+++ LEESTEKST
ENERZIJDS WORDT IN DE SCHRIFT DE AANDACHT GEVESTIGD OP DE BIJZONDERE plaats van Maria, die door God is uitverkoren om de moeder van de Here Jezus te worden, anderzijds laat de Bijbel duidelijk zien, dat het uiteindelijk niet gaat om haar maar om Hem, die genoemd wordt ‘de vrucht van haar schoot’. Zodra Maria zich bemoeit met het dienstwerk van de Heer, wordt ze zelfs terechtgewezen en in het verlossingswerk heeft ze totaal geen aandeel. Integendeel, dit werk moest ook voor háár volbracht worden. In dit artikel willen we eens nagaan wat er over Maria in de Schrift vermeld staat.
De aankondiging door Gabriël
In tijdsorde gezien is de eerste gebeurtenis in het leven van Maria waarvan de Bijbel melding maakt, die van de aankondiging door de engel Gabriël van de verwekking van het kind Jezus (Luk. 1: 26 v.v.). Bij die gelegenheid wordt Maria begroet met de woorden: ‘Gegroet, begenadigde, de Heer is met u (u bent gezegend onder de vrouwen)’ vs. 28. Maria is begenadigd, dat wil zeggen dat haar gunst bewezen is. Wanneer wij spreken over de genade van God denken we meestal aan het feit dat ons de zonden vergeven zijn. God heeft ons als zondaars begenadigd. We moeten echter bedenken, dat elk gunstbewijs een begenadiging is. Zo is Maria bevoorrecht dat zij de moeder van de Messias mocht worden.
++++++
+++ AANGELEVERDE ITEMS
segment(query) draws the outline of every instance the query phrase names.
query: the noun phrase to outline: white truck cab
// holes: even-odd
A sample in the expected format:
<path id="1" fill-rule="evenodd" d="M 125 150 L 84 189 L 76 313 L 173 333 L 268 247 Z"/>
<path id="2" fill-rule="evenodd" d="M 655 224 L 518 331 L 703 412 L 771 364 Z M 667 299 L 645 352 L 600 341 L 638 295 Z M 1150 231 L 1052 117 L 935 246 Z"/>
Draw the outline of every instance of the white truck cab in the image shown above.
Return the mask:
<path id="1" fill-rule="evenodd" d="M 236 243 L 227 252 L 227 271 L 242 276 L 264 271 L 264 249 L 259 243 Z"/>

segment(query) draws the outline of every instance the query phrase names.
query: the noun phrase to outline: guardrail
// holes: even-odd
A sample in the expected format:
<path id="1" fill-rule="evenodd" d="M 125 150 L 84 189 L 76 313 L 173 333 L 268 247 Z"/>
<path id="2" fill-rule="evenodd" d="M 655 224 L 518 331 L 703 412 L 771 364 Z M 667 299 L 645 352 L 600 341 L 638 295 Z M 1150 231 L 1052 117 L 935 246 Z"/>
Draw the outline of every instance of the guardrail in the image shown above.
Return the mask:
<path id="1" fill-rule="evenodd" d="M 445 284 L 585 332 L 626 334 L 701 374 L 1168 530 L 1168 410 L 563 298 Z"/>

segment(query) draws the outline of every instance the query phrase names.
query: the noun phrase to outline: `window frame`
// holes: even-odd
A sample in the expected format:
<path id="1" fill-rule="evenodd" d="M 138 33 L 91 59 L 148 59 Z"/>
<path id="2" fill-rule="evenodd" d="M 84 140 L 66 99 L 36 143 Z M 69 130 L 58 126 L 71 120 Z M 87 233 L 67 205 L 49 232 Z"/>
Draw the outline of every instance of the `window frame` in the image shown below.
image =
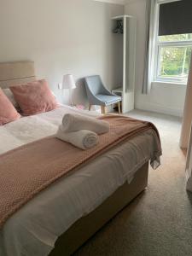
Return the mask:
<path id="1" fill-rule="evenodd" d="M 162 47 L 184 47 L 189 46 L 192 47 L 192 40 L 186 40 L 186 41 L 160 41 L 159 40 L 159 16 L 160 16 L 160 5 L 166 3 L 176 2 L 179 0 L 157 0 L 156 2 L 156 17 L 155 17 L 155 23 L 154 26 L 154 81 L 155 82 L 161 82 L 161 83 L 172 83 L 172 84 L 186 84 L 187 80 L 177 78 L 177 77 L 167 77 L 163 78 L 162 76 L 159 75 L 159 72 L 160 70 L 160 49 Z"/>

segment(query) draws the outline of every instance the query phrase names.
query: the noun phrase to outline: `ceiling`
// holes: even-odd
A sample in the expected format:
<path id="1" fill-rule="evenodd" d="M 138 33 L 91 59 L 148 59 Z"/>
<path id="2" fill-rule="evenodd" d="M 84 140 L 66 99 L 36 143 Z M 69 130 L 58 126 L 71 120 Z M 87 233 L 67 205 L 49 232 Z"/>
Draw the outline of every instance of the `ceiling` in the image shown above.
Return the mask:
<path id="1" fill-rule="evenodd" d="M 126 4 L 130 0 L 94 0 L 98 2 L 105 2 L 105 3 L 119 3 L 119 4 Z"/>

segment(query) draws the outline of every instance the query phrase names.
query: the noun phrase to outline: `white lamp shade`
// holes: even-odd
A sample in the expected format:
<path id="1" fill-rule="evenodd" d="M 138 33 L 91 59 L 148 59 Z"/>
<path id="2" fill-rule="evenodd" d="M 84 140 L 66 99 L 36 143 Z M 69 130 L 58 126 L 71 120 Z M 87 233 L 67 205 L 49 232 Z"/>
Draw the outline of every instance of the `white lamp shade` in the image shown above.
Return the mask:
<path id="1" fill-rule="evenodd" d="M 62 89 L 74 89 L 75 86 L 75 81 L 71 74 L 66 74 L 63 76 L 62 79 Z"/>

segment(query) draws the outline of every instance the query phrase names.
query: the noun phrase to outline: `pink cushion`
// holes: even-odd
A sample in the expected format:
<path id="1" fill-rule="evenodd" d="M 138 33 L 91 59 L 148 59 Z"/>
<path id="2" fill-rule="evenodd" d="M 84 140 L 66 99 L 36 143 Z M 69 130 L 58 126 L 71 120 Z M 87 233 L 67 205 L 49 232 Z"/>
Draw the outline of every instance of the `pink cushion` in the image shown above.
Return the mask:
<path id="1" fill-rule="evenodd" d="M 0 125 L 16 120 L 20 117 L 19 113 L 0 89 Z"/>
<path id="2" fill-rule="evenodd" d="M 10 87 L 24 115 L 37 114 L 56 108 L 57 102 L 46 80 L 37 80 Z"/>

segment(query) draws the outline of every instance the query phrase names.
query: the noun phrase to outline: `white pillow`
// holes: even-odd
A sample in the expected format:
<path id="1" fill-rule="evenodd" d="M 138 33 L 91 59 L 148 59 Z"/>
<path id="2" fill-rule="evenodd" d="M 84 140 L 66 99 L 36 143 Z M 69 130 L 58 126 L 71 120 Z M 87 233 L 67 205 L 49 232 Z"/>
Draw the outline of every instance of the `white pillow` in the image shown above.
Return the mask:
<path id="1" fill-rule="evenodd" d="M 17 102 L 15 101 L 14 95 L 12 93 L 12 91 L 10 90 L 10 89 L 6 88 L 6 89 L 3 89 L 3 93 L 6 95 L 6 96 L 9 98 L 9 100 L 11 102 L 11 103 L 14 105 L 15 108 L 20 108 L 19 104 L 17 103 Z"/>

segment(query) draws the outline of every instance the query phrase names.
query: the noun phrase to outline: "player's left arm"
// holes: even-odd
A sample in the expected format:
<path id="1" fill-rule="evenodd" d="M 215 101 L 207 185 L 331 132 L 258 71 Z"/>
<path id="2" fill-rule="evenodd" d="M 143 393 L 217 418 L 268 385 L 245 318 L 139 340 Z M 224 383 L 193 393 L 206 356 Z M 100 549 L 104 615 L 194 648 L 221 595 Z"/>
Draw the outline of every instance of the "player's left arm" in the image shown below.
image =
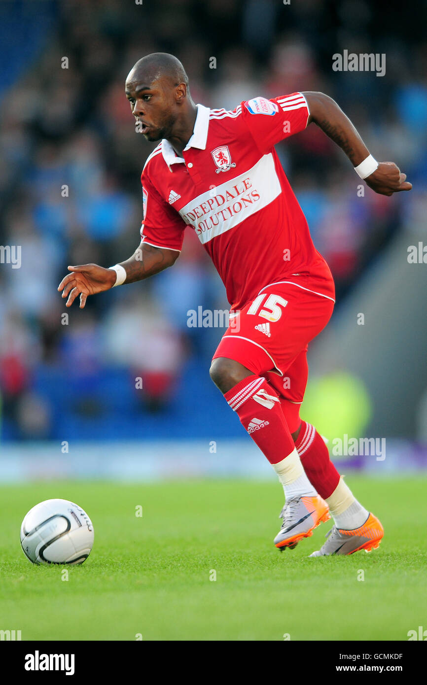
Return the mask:
<path id="1" fill-rule="evenodd" d="M 369 155 L 369 151 L 334 100 L 322 92 L 304 92 L 311 122 L 319 126 L 345 153 L 354 166 L 358 166 Z M 376 169 L 364 178 L 369 188 L 382 195 L 392 195 L 400 190 L 410 190 L 412 184 L 393 162 L 380 162 Z"/>

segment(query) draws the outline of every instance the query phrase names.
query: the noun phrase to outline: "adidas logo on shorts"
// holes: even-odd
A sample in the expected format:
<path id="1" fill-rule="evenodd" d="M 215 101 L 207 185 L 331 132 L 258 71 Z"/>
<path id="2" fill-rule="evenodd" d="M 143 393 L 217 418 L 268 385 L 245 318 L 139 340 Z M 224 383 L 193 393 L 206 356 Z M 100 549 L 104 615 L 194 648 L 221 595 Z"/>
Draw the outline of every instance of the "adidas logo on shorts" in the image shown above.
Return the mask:
<path id="1" fill-rule="evenodd" d="M 260 430 L 261 428 L 267 426 L 269 423 L 269 421 L 262 421 L 260 419 L 252 419 L 247 427 L 247 432 L 250 434 L 253 433 L 254 431 Z"/>
<path id="2" fill-rule="evenodd" d="M 265 336 L 270 338 L 271 334 L 270 333 L 270 324 L 269 323 L 258 323 L 258 325 L 255 326 L 256 331 L 260 331 L 260 333 L 263 333 Z"/>
<path id="3" fill-rule="evenodd" d="M 173 205 L 174 202 L 176 202 L 177 200 L 180 199 L 180 197 L 181 196 L 178 195 L 178 192 L 175 192 L 174 190 L 171 190 L 169 192 L 169 199 L 168 200 L 169 203 L 170 205 Z"/>

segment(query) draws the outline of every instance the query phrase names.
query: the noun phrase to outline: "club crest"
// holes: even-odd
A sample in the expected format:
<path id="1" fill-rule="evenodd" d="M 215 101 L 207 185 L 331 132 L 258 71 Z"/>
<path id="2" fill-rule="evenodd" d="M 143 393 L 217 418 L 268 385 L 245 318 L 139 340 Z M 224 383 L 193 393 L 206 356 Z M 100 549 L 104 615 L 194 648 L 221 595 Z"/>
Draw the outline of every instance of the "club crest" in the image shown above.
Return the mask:
<path id="1" fill-rule="evenodd" d="M 210 154 L 217 166 L 217 169 L 215 169 L 217 173 L 219 173 L 220 171 L 228 171 L 232 166 L 236 166 L 235 163 L 231 161 L 231 155 L 227 145 L 220 145 L 219 147 L 216 147 Z"/>

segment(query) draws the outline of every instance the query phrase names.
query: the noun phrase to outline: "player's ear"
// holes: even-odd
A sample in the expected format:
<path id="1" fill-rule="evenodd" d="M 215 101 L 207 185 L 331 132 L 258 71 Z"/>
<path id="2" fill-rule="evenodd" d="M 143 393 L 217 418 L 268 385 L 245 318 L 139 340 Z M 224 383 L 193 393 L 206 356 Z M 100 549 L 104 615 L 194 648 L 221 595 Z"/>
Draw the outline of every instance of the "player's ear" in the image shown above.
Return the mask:
<path id="1" fill-rule="evenodd" d="M 187 94 L 187 86 L 186 84 L 179 84 L 175 90 L 175 97 L 177 102 L 182 102 L 185 99 Z"/>

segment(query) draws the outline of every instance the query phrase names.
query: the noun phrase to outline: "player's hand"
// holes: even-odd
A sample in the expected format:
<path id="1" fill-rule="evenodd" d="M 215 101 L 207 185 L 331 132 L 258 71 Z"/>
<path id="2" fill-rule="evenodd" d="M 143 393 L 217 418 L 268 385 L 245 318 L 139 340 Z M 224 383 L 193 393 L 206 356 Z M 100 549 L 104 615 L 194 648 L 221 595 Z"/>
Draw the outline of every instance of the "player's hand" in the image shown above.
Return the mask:
<path id="1" fill-rule="evenodd" d="M 94 295 L 112 288 L 117 274 L 111 269 L 104 269 L 96 264 L 85 264 L 80 266 L 69 266 L 71 271 L 60 283 L 58 289 L 62 290 L 62 297 L 66 297 L 66 307 L 71 307 L 74 300 L 80 296 L 80 309 L 86 304 L 88 295 Z"/>
<path id="2" fill-rule="evenodd" d="M 412 184 L 406 180 L 394 162 L 380 162 L 378 169 L 365 179 L 365 183 L 380 195 L 392 195 L 400 190 L 410 190 Z"/>

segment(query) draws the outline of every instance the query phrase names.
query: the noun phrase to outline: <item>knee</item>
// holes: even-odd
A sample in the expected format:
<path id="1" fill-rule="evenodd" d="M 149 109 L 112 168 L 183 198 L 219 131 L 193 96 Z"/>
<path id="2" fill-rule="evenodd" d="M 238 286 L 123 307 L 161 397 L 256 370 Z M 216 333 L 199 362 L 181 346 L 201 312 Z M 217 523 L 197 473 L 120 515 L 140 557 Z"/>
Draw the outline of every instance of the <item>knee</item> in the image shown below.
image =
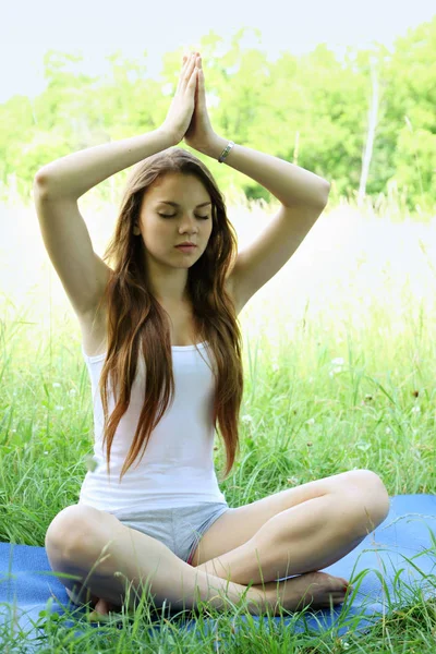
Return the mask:
<path id="1" fill-rule="evenodd" d="M 71 505 L 62 509 L 46 532 L 47 554 L 56 552 L 63 558 L 76 552 L 80 543 L 83 543 L 85 535 L 93 529 L 93 523 L 95 524 L 93 510 L 85 505 Z"/>
<path id="2" fill-rule="evenodd" d="M 351 470 L 348 473 L 348 491 L 358 507 L 363 507 L 366 516 L 366 533 L 378 526 L 388 516 L 390 499 L 382 479 L 372 470 Z M 362 520 L 362 512 L 358 509 Z"/>

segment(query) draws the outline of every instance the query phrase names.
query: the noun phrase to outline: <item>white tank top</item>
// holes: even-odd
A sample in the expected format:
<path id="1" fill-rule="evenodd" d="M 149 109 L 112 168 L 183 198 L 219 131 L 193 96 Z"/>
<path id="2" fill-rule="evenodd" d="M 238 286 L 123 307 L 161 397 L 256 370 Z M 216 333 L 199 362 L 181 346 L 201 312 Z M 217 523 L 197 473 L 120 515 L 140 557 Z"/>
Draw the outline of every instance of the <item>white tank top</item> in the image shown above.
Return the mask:
<path id="1" fill-rule="evenodd" d="M 88 368 L 94 407 L 95 470 L 88 470 L 82 484 L 78 504 L 116 512 L 174 508 L 202 501 L 226 501 L 214 468 L 214 391 L 215 377 L 209 368 L 206 341 L 195 346 L 172 346 L 174 399 L 152 432 L 144 456 L 144 445 L 119 483 L 121 468 L 135 435 L 145 393 L 145 362 L 138 358 L 129 409 L 117 427 L 110 452 L 110 479 L 106 471 L 106 446 L 102 449 L 104 413 L 98 388 L 105 354 L 82 353 Z M 205 358 L 208 363 L 204 361 Z M 110 387 L 110 382 L 109 382 Z M 108 395 L 109 415 L 113 396 Z"/>

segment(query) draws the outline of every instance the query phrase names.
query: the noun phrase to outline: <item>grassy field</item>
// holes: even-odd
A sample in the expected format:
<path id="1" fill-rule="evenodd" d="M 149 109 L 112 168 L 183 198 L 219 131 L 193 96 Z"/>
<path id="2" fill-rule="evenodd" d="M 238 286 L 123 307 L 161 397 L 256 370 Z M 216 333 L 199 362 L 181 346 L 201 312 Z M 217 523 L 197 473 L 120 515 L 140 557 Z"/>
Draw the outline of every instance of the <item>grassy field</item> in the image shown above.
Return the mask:
<path id="1" fill-rule="evenodd" d="M 114 210 L 90 201 L 81 208 L 101 254 Z M 240 247 L 272 211 L 229 204 Z M 342 202 L 327 207 L 291 262 L 249 302 L 240 315 L 241 457 L 221 484 L 230 506 L 360 468 L 376 472 L 390 496 L 435 492 L 435 250 L 434 219 L 412 221 L 387 203 L 374 214 Z M 90 384 L 78 324 L 32 207 L 0 206 L 0 541 L 44 546 L 52 518 L 77 501 L 86 472 Z M 217 470 L 222 464 L 219 447 Z M 203 617 L 215 617 L 229 642 L 235 614 L 202 607 L 198 630 Z M 62 620 L 46 620 L 41 652 L 225 651 L 216 637 L 202 642 L 164 620 L 152 637 L 140 613 L 122 630 L 84 625 L 77 641 Z M 436 603 L 388 616 L 364 639 L 272 627 L 268 634 L 250 619 L 239 623 L 226 651 L 429 653 Z M 1 651 L 11 644 L 3 640 Z"/>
++++++
- [OPDRACHTEN]
• 1. Herschrijf het deel van de leestekst tussen "De aankondiging door Gabriël" en "Messias mocht worden.", beide inbegrepen, en vervang daarin "engel" door "bode".
• 2. Neem uit de items elke regel over waarin de tekenreeks "guardrail" voorkomt, waarbij het verschil tussen hoofdletters en kleine letters telt.

- [OPLOSSINGEN]
• 1.
De aankondiging door Gabriël
In tijdsorde gezien is de eerste gebeurtenis in het leven van Maria waarvan de Bijbel melding maakt, die van de aankondiging door de bode Gabriël van de verwekking van het kind Jezus (Luk. 1: 26 v.v.). Bij die gelegenheid wordt Maria begroet met de woorden: ‘Gegroet, begenadigde, de Heer is met u (u bent gezegend onder de vrouwen)’ vs. 28. Maria is begenadigd, dat wil zeggen dat haar gunst bewezen is. Wanneer wij spreken over de genade van God denken we meestal aan het feit dat ons de zonden vergeven zijn. God heeft ons als zondaars begenadigd. We moeten echter bedenken, dat elk gunstbewijs een begenadiging is. Zo is Maria bevoorrecht dat zij de moeder van de Messias mocht worden.

• 2.
query: the noun phrase to outline: guardrail
Draw the outline of every instance of the guardrail in the image shown above.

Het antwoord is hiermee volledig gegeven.